(Named-object pointing rows)
┌──
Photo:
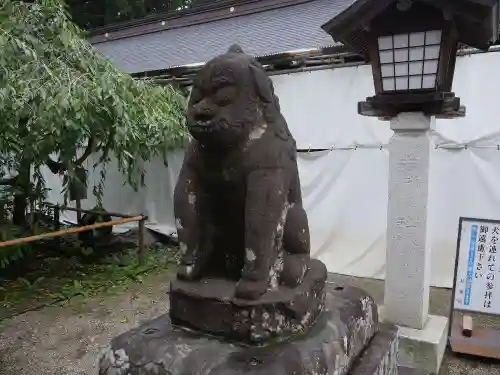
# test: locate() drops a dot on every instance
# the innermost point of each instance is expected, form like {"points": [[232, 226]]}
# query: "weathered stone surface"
{"points": [[341, 333], [209, 306], [380, 357], [237, 202]]}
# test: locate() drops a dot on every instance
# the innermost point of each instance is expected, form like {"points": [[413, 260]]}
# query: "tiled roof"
{"points": [[265, 33]]}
└──
Render the rows above as a JSON list of strings, with one string per line and blank lines omitted. Leave the pictures out of your answer.

**OUTPUT FOR THIS EXERCISE**:
[
  "Photo:",
  "# test: locate() drops a dot on every instance",
  "# the innermost point of each instance is expected, form like {\"points\": [[232, 226]]}",
  "# query: \"weathered stone surface\"",
  "{\"points\": [[341, 333], [209, 306], [380, 357], [237, 202]]}",
  "# test: locate() drops a dot on every instance",
  "# the innermost point of each instance is expected, form like {\"points\": [[413, 260]]}",
  "# query: \"tiled roof\"",
  "{\"points\": [[265, 33]]}"
]